> **What you should do**:
The listing below is to be transcribed exactly.

> **Data supplied**:

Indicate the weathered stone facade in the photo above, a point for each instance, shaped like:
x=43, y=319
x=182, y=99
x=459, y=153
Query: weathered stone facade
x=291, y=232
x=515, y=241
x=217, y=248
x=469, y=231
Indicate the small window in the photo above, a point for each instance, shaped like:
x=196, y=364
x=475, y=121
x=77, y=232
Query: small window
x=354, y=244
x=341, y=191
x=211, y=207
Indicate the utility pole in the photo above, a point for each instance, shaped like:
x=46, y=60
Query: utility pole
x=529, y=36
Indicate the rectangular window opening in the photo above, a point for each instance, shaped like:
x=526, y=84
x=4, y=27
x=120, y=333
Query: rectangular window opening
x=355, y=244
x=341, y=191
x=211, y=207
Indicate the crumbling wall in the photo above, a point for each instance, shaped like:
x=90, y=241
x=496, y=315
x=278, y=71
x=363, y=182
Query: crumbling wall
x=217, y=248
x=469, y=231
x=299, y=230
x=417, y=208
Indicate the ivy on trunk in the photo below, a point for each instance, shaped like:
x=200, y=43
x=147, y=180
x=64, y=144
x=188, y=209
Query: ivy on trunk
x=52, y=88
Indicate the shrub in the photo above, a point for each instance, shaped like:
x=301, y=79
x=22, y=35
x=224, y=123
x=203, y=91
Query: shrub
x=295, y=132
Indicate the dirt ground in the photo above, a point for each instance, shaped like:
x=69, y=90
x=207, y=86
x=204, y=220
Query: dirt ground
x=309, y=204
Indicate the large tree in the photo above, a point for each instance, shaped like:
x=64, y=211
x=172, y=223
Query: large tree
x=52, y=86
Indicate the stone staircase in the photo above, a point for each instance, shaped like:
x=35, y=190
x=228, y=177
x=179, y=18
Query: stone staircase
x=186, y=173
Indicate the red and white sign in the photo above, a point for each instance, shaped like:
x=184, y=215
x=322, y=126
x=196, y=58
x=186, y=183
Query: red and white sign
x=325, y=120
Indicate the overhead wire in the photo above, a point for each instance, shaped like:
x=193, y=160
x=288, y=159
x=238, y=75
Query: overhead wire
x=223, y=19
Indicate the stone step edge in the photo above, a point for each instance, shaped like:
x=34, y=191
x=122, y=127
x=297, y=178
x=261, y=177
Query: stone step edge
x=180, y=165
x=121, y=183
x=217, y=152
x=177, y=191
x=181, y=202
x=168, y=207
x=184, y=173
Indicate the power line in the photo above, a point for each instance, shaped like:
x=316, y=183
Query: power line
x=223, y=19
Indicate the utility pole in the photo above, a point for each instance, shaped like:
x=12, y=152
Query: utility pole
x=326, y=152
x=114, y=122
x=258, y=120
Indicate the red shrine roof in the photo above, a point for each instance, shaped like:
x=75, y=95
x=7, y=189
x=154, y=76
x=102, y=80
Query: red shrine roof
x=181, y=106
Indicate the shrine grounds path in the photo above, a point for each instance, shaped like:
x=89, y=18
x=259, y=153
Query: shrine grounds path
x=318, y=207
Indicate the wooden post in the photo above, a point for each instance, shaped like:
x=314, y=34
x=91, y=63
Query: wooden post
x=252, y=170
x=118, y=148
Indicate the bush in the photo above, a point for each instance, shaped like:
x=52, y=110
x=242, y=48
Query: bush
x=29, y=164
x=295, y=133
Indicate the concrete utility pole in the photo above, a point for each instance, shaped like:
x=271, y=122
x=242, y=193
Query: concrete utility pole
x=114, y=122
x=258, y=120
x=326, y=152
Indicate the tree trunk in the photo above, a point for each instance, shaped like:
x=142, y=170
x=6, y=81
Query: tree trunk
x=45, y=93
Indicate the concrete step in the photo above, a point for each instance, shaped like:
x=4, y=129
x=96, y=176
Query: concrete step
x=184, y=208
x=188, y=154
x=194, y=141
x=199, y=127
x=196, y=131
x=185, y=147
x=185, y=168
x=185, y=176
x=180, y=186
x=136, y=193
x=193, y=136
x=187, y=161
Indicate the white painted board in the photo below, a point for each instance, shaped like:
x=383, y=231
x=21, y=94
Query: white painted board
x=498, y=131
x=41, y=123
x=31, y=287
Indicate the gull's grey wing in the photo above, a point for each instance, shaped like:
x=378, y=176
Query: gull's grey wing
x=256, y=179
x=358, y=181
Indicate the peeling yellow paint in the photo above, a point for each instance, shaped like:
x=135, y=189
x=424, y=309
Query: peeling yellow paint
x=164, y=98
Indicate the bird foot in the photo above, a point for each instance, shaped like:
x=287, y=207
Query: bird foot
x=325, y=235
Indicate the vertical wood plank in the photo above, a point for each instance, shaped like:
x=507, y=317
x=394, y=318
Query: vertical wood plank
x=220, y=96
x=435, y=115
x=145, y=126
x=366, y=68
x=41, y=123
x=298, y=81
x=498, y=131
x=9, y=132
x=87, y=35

> **Response**:
Indicate the weathered stone facade in the photo above, a point for each instance, shaped like:
x=43, y=319
x=182, y=99
x=459, y=153
Query: weathered stone facade
x=291, y=232
x=515, y=241
x=217, y=248
x=469, y=231
Indicate the small window in the photo above, a point for each instance, shaped like:
x=196, y=364
x=475, y=121
x=77, y=232
Query: small window
x=354, y=244
x=341, y=191
x=211, y=207
Indicate the utility pole in the photo above, a point for each instance, shaped like:
x=46, y=60
Query: utility pole
x=529, y=36
Indicate the rectangular window opening in the photo above, a point for each instance, shaped like:
x=526, y=84
x=4, y=27
x=120, y=333
Query: rectangular window opening
x=355, y=244
x=341, y=191
x=211, y=207
Indicate the crumbling wall in the photo above, a point for each instance, shaped like:
x=90, y=241
x=496, y=315
x=278, y=71
x=363, y=182
Query: crumbling wall
x=217, y=248
x=469, y=231
x=299, y=230
x=417, y=208
Indicate the ivy on trunk in the photo below, a point for each instance, shaped like:
x=200, y=43
x=147, y=180
x=64, y=144
x=188, y=209
Query: ivy on trunk
x=52, y=88
Indicate the shrub in the photo above, a point for each instance, shaped like:
x=301, y=79
x=22, y=35
x=224, y=123
x=203, y=91
Query: shrub
x=295, y=132
Indicate the dirt ground in the photo above, a point for each instance, shaped like:
x=69, y=90
x=207, y=86
x=204, y=220
Query: dirt ground
x=309, y=204
Indicate the large tree in the photo above, a point for each instance, shaped like:
x=64, y=211
x=172, y=223
Query: large tree
x=52, y=86
Indicate the stone staircase in the photo above, a point for each instance, shaped like:
x=35, y=190
x=228, y=177
x=179, y=18
Query: stone staircase
x=186, y=173
Indicate the red and white sign in the photo above, a point for each instance, shaped like:
x=184, y=215
x=322, y=126
x=196, y=58
x=186, y=183
Query: red and white sign
x=325, y=120
Indicate the overhead wire in the photo above, a point for each instance, shaped like:
x=193, y=160
x=288, y=159
x=238, y=75
Query: overhead wire
x=223, y=19
Indicate the stone step edge in the photo above, a point for each instance, shaped like:
x=34, y=191
x=122, y=127
x=297, y=178
x=261, y=177
Query: stone step edge
x=180, y=165
x=121, y=183
x=217, y=152
x=177, y=191
x=181, y=202
x=168, y=207
x=184, y=173
Indicate the power line in the photo above, a point for each instance, shaped like:
x=316, y=183
Query: power line
x=223, y=19
Indicate the utility pole in the photo above, a point for each instance, shaped like:
x=12, y=152
Query: utility pole
x=326, y=152
x=114, y=122
x=258, y=120
Indicate the red shrine roof in the photo above, a point for each instance, shaped like:
x=75, y=95
x=7, y=189
x=154, y=76
x=102, y=80
Query: red shrine roof
x=181, y=106
Indicate the shrine grounds path in the photo above, a point for each instance, shaped like:
x=89, y=18
x=259, y=153
Query: shrine grounds path
x=318, y=207
Indicate the wooden post in the photo above, a point for each instance, shaped like:
x=314, y=34
x=91, y=63
Query: wooden post
x=252, y=170
x=118, y=148
Indicate the bush in the photo above, a point for each instance, shaped like:
x=52, y=110
x=242, y=48
Query: bush
x=29, y=164
x=295, y=133
Indicate the concrete utility pole in the photo above, a point for each instance, shaped like:
x=271, y=122
x=242, y=193
Query: concrete utility pole
x=114, y=122
x=258, y=120
x=326, y=152
Indicate the tree trunk in the photo above, a point for each instance, shaped like:
x=142, y=170
x=6, y=81
Query: tree trunk
x=45, y=93
Indicate the concrete step in the photo above, a point for each instance, shaped like:
x=4, y=129
x=96, y=176
Query: concrete step
x=184, y=208
x=188, y=154
x=194, y=141
x=199, y=127
x=196, y=131
x=185, y=147
x=185, y=168
x=185, y=176
x=180, y=186
x=136, y=193
x=193, y=136
x=187, y=161
Indicate the white painted board in the photo below, a point for each instance, shaped like:
x=383, y=231
x=21, y=94
Query: white painted board
x=498, y=131
x=41, y=123
x=31, y=287
Indicate the gull's grey wing in the photo above, a point for each instance, shaped like:
x=378, y=176
Query: gull's grey wing
x=256, y=179
x=358, y=181
Indicate the peeling yellow paint in the photo above, a point for each instance, shaped like:
x=135, y=189
x=424, y=309
Query: peeling yellow paint
x=164, y=98
Indicate the bird foot in the photo above, a point for each instance, shaped like:
x=287, y=207
Query: bird foot
x=325, y=235
Indicate the vertical wood plank in the photo above, a point for each instance, shaped like:
x=507, y=317
x=394, y=318
Query: vertical wood plank
x=220, y=96
x=435, y=115
x=145, y=126
x=366, y=68
x=41, y=123
x=298, y=81
x=498, y=131
x=9, y=132
x=87, y=35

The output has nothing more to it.